SOURCE TEXT:
_ _ _ _ _ _ _
Another surprise is that our house has Wi-Fi. Wi-Fi is a luxury I was definitely not expecting to have, but will make my online classes, and internet in general a lot easier! I had prepared for a much rougher living situation; even though I know that Quito is a very developed part of the country. I am interested to see how different outside, rural communities live, and if there is a huge gap in the standard of living. I guess I will just have to keep exploring and find out!

Lindsay: Beginnings

My name is Lindsay Saunders. I am a senior at Northern Arizona University studying social work –mainly because of the great pay (funny joke). I am from the cactus-filled Phoenix, Arizona, but I go to school in the cooler, forests of Flagstaff. My social work degree ends with a field placement (internship) for my last semester, and I have the privilege of doing mine in Quito, Ecuador. I will be involved with the project, Teen Single Mothers (TSM).  TSM works with young mothers to equip them with the skills they will need for their future: such as, job training, education, or parenting. TSM empowers young moms to be successful. I do not yet know what my responsibilities will be at TSM; but I am looking forward to being a part of the project!

Working with the lovely ladies of Ecuador will require me to use my Spanish. I have taken classes in high school, and the past three and a half years at the university. This past semester, I took Conversational Spanish, and I have become very good at responding to questions directed at me with a smile partnered with a “si.” Once in Ecuador, I am expecting it to be difficult, but I am praying that out of necessity I will improve quickly. As I have been packing, I have been having Spanish conversations in my head (for practicing purposes of course). However this has led to mini panic attacks: for example: as I was using scissors, I couldn’t remember what the word was in Spanish. My mind then created a very realistic life or death situation where I needed to ask for scissors, but because of my inability to recall a first year Spanish term; I would most likely die. Luckily, I then remembered the word for scissors are tijeras, and hope in my second language skills was restored. All that to say: furthering my Spanish is one of the reasons I chose to be in Ecuador. I want to be able to have useful Spanish skills that I will use in my career (or life or death situations), and learning out of necessity sounds like an ideal way to do it.
_ _ _ _ _ _ _
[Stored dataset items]
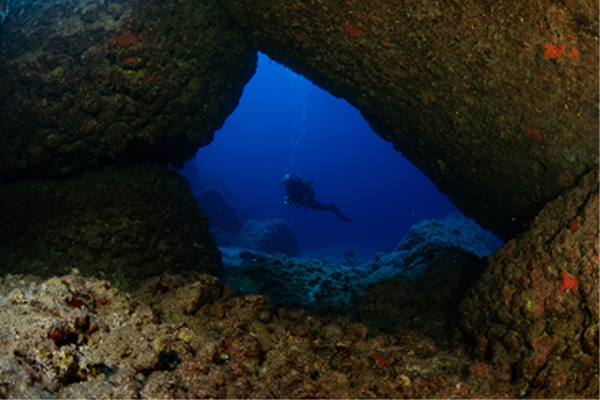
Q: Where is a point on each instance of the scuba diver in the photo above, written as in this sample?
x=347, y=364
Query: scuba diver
x=299, y=192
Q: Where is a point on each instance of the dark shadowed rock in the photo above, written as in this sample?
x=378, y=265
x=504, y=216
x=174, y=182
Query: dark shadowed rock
x=496, y=103
x=114, y=82
x=219, y=210
x=273, y=236
x=537, y=307
x=122, y=224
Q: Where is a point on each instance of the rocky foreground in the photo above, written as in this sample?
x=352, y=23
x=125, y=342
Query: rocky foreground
x=72, y=337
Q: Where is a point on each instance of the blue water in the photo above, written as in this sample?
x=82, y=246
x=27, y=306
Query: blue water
x=284, y=124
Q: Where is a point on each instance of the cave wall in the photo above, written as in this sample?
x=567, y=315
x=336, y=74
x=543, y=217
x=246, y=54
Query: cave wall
x=496, y=102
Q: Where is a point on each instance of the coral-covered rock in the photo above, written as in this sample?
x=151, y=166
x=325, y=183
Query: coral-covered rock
x=427, y=301
x=497, y=105
x=273, y=236
x=536, y=306
x=114, y=82
x=426, y=274
x=125, y=224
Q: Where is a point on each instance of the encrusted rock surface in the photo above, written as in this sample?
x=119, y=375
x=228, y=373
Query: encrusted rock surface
x=537, y=307
x=78, y=338
x=114, y=82
x=124, y=224
x=496, y=102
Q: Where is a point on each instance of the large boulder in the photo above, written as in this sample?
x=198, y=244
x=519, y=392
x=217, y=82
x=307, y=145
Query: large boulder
x=123, y=224
x=496, y=102
x=114, y=82
x=536, y=308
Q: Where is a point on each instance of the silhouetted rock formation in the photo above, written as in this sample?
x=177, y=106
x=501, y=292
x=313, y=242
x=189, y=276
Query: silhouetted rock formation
_ _ _ _ _ _ _
Extend the blog post about a social work placement in Quito, Ecuador, picking up right after its final sentence.

I decided to go abroad with World Endeavors for a few reasons. I had spent at least a semester looking into organizations that I could go through that would meet the requirements for my field placement. This is harder than it sounds, after I visited my school’s international office, they connected me with World Endeavors. I am fairly certain by the next day World Endeavors provided me with several options that were tailored to my preferences abroad, AND going through World Endeavors meant that the credits I would earn would transfer easily. As a senior graduating in May, easy credit transfer was slightly important to me. This coming semester will fulfill my degree requirements, further a second language, all while getting to live in another culture. I AM SO STOKED!

Expectations… I have traveled enough to know that I do not want to have too many of them. While in Ecuador, my expectations are to gain real-life, cross-cultural, social work experience, and improve in my Spanish. Of course if I have the opportunity to travel to the beach, rainforest, Amazon, maybe Peru?, the Galapagos, or hike anywhere; I will not be complaining. I would also really like to find a place to volunteer at, preferably where I can hold babies. Rather than fill my head with what I expect to happen in order for my time in Ecuador to be enjoyable, I am excited to have the possibility for many different opportunities. After my internship I hope to look back at my first entry and not regret the time I had, and to know that I will be a better social worker because of my experiences!